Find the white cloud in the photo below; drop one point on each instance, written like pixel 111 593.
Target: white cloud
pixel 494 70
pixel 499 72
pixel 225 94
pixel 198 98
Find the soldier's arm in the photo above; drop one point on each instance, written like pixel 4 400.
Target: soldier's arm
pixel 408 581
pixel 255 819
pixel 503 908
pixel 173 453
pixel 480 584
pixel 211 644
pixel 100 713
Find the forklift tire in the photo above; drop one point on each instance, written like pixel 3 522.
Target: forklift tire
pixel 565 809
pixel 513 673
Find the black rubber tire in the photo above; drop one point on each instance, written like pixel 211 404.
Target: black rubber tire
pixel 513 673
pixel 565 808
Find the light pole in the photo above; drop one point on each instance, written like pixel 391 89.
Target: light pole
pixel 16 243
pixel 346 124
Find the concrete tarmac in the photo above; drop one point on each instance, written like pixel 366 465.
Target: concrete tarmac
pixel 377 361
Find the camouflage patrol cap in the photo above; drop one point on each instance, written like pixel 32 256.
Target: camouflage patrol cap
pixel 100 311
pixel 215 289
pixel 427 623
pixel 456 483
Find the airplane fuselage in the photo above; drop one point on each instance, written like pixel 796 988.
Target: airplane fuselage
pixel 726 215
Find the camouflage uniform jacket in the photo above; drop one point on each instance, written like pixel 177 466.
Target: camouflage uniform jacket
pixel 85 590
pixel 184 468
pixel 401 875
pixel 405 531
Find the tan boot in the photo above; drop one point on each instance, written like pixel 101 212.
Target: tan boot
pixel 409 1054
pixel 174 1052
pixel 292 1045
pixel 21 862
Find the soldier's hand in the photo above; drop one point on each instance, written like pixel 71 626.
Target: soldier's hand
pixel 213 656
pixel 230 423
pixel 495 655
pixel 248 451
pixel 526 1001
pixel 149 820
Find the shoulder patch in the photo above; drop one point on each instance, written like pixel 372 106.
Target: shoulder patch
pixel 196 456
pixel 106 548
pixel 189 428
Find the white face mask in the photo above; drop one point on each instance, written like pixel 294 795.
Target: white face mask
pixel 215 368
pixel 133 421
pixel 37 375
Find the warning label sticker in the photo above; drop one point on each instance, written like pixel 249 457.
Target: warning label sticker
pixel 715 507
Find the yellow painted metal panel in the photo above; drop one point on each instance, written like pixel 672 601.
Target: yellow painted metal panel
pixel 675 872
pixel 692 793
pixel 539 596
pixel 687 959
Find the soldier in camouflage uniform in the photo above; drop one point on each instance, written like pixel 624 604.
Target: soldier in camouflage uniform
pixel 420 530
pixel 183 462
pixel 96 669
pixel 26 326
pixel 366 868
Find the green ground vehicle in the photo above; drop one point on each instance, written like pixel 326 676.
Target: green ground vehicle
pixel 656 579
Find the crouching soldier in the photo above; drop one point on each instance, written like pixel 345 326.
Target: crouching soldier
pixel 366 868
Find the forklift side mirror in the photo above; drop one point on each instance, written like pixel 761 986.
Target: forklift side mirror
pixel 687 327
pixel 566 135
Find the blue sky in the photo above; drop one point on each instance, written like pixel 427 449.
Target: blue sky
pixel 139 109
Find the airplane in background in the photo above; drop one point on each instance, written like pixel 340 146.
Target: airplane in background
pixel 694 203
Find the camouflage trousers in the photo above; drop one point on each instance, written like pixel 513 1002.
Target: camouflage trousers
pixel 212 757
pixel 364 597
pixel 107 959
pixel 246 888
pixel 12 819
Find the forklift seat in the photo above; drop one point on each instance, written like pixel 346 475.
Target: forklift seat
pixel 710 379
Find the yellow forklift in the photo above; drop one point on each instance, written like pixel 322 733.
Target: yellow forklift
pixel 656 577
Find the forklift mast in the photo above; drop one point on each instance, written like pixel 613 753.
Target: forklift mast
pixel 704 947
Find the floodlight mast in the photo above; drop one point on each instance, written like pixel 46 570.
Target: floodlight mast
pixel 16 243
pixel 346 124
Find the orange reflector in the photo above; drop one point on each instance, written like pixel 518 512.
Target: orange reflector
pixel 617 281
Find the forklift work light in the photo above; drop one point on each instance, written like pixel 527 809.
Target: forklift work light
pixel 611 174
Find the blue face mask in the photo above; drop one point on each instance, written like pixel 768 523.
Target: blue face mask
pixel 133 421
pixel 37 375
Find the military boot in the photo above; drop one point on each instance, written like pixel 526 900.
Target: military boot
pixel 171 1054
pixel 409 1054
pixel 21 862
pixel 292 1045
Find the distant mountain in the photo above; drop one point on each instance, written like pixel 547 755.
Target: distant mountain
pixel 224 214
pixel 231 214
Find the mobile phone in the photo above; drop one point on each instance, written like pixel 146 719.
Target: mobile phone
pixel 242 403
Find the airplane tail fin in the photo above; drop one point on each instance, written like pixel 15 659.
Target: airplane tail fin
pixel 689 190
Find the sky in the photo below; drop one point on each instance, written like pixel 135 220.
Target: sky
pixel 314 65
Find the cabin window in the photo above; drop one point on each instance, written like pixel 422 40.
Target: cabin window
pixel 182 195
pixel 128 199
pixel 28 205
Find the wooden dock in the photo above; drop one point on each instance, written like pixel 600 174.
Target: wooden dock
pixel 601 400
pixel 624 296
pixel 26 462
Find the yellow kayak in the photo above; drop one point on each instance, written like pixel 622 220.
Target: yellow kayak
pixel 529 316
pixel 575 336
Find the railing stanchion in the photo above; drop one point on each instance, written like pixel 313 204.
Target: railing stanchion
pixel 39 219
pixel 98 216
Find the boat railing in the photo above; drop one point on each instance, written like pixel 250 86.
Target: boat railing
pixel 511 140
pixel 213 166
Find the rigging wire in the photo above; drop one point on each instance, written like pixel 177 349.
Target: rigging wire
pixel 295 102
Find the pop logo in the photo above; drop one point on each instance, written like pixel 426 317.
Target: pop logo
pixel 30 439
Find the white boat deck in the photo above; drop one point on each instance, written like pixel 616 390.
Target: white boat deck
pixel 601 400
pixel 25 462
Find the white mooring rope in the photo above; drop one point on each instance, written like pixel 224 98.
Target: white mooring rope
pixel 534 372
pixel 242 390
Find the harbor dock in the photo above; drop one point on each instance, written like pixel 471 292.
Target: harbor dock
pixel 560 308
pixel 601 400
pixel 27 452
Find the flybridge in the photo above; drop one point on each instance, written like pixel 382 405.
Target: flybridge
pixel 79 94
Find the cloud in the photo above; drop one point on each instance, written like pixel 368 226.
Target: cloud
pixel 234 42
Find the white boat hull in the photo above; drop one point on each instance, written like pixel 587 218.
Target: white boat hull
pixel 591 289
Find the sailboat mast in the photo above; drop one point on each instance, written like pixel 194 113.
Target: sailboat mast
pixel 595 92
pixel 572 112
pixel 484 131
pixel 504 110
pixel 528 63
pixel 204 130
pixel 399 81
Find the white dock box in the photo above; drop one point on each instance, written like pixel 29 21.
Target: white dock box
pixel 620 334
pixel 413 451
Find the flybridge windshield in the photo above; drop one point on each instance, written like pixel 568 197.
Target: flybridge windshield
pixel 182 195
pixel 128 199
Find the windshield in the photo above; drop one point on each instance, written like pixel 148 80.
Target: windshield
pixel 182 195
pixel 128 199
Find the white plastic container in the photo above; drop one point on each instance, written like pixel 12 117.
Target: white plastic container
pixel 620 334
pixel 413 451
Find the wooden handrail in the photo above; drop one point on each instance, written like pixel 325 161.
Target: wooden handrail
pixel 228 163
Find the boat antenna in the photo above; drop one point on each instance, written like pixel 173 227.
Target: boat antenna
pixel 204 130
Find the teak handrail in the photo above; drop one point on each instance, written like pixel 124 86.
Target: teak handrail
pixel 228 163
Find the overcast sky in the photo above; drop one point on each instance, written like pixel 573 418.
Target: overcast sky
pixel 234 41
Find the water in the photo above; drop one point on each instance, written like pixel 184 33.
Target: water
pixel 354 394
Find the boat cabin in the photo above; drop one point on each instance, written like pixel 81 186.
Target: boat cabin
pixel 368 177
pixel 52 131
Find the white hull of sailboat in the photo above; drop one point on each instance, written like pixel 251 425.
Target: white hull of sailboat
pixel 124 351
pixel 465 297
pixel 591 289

-*-*-

Task instructions: Give everything from the first line down to the line containing "pixel 100 713" as a numbered list, with blank lines left out.

Right answer:
1. Find the white cloud in the photo below; drop one point on each instance, written like pixel 111 593.
2. Target: white cloud
3. pixel 494 70
4. pixel 499 72
5. pixel 225 94
6. pixel 198 98
7. Find the soldier's arm in the photo above; drop one point on each instance, written like pixel 4 400.
8. Target: soldier's arm
9. pixel 408 581
10. pixel 255 819
11. pixel 503 908
12. pixel 173 453
13. pixel 480 584
14. pixel 211 644
15. pixel 100 713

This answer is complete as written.